**TASK REQUIREMENTS:**
Quote verbatim the lines in the records below, from the line containing "Q: Locate the small" through the end of the records.
[START]
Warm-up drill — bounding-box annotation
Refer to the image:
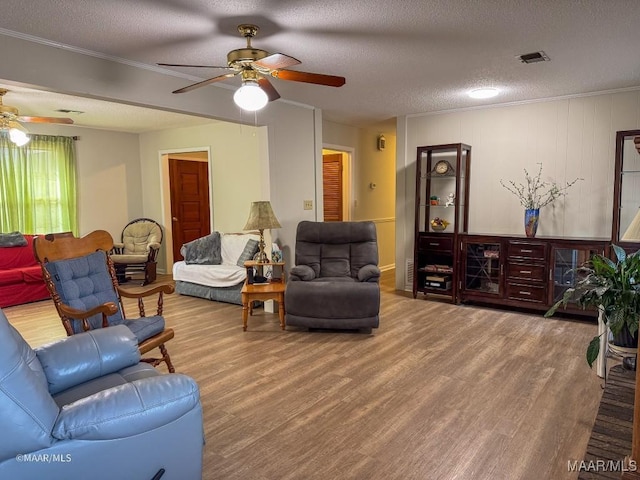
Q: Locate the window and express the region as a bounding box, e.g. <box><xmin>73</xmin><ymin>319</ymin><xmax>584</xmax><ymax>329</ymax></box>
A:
<box><xmin>0</xmin><ymin>132</ymin><xmax>77</xmax><ymax>234</ymax></box>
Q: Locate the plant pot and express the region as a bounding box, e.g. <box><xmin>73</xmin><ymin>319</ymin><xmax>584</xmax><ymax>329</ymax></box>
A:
<box><xmin>611</xmin><ymin>325</ymin><xmax>638</xmax><ymax>348</ymax></box>
<box><xmin>524</xmin><ymin>208</ymin><xmax>540</xmax><ymax>238</ymax></box>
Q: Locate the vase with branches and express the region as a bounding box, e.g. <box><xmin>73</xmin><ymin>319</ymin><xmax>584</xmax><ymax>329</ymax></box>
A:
<box><xmin>500</xmin><ymin>163</ymin><xmax>582</xmax><ymax>237</ymax></box>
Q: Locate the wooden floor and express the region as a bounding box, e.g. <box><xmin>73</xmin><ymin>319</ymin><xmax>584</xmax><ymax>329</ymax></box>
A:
<box><xmin>5</xmin><ymin>270</ymin><xmax>602</xmax><ymax>480</ymax></box>
<box><xmin>578</xmin><ymin>365</ymin><xmax>636</xmax><ymax>480</ymax></box>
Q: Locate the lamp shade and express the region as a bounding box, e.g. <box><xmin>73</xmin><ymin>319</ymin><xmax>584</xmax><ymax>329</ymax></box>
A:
<box><xmin>244</xmin><ymin>200</ymin><xmax>281</xmax><ymax>230</ymax></box>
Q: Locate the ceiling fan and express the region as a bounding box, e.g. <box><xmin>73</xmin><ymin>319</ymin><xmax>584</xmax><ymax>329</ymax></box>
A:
<box><xmin>158</xmin><ymin>24</ymin><xmax>345</xmax><ymax>111</ymax></box>
<box><xmin>0</xmin><ymin>88</ymin><xmax>73</xmax><ymax>146</ymax></box>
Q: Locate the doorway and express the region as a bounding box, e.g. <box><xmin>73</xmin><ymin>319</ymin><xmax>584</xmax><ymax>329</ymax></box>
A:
<box><xmin>163</xmin><ymin>151</ymin><xmax>211</xmax><ymax>262</ymax></box>
<box><xmin>322</xmin><ymin>148</ymin><xmax>351</xmax><ymax>222</ymax></box>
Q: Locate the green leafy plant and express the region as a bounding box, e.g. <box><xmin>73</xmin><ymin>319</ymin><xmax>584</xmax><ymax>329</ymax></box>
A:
<box><xmin>545</xmin><ymin>245</ymin><xmax>640</xmax><ymax>366</ymax></box>
<box><xmin>500</xmin><ymin>163</ymin><xmax>582</xmax><ymax>209</ymax></box>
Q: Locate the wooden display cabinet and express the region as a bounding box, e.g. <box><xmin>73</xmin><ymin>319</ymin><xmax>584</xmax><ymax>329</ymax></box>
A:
<box><xmin>459</xmin><ymin>235</ymin><xmax>608</xmax><ymax>318</ymax></box>
<box><xmin>413</xmin><ymin>143</ymin><xmax>471</xmax><ymax>301</ymax></box>
<box><xmin>611</xmin><ymin>130</ymin><xmax>640</xmax><ymax>252</ymax></box>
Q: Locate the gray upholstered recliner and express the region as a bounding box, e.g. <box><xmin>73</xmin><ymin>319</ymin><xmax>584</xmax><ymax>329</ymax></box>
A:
<box><xmin>0</xmin><ymin>310</ymin><xmax>203</xmax><ymax>480</ymax></box>
<box><xmin>285</xmin><ymin>221</ymin><xmax>380</xmax><ymax>330</ymax></box>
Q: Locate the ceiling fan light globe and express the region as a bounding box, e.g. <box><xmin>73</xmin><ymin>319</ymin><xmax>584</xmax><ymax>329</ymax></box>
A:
<box><xmin>9</xmin><ymin>128</ymin><xmax>31</xmax><ymax>147</ymax></box>
<box><xmin>233</xmin><ymin>82</ymin><xmax>269</xmax><ymax>112</ymax></box>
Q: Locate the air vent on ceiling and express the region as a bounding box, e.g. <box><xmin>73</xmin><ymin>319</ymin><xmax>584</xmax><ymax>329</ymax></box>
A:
<box><xmin>56</xmin><ymin>108</ymin><xmax>84</xmax><ymax>115</ymax></box>
<box><xmin>517</xmin><ymin>50</ymin><xmax>549</xmax><ymax>63</ymax></box>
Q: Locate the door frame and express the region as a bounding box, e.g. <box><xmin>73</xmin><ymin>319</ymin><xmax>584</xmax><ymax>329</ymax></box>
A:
<box><xmin>158</xmin><ymin>146</ymin><xmax>213</xmax><ymax>266</ymax></box>
<box><xmin>316</xmin><ymin>143</ymin><xmax>356</xmax><ymax>222</ymax></box>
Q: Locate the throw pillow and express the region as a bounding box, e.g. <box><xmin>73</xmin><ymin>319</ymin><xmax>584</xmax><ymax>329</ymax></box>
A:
<box><xmin>236</xmin><ymin>238</ymin><xmax>258</xmax><ymax>267</ymax></box>
<box><xmin>180</xmin><ymin>232</ymin><xmax>222</xmax><ymax>265</ymax></box>
<box><xmin>0</xmin><ymin>232</ymin><xmax>27</xmax><ymax>247</ymax></box>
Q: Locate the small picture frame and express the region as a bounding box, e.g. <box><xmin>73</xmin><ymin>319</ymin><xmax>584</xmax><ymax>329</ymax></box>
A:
<box><xmin>271</xmin><ymin>243</ymin><xmax>282</xmax><ymax>263</ymax></box>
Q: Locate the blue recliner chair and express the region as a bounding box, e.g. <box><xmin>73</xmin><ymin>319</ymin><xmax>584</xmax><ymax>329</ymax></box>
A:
<box><xmin>0</xmin><ymin>310</ymin><xmax>203</xmax><ymax>480</ymax></box>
[END]
**REPLY:**
Q: Locate the small picture frame and express the region as a bounding box, e.g. <box><xmin>73</xmin><ymin>319</ymin><xmax>584</xmax><ymax>329</ymax></box>
A:
<box><xmin>271</xmin><ymin>243</ymin><xmax>282</xmax><ymax>263</ymax></box>
Q: Locate the blue recliner chair and express the region as a bounding box, e.g. <box><xmin>73</xmin><ymin>319</ymin><xmax>584</xmax><ymax>329</ymax></box>
A:
<box><xmin>0</xmin><ymin>310</ymin><xmax>203</xmax><ymax>480</ymax></box>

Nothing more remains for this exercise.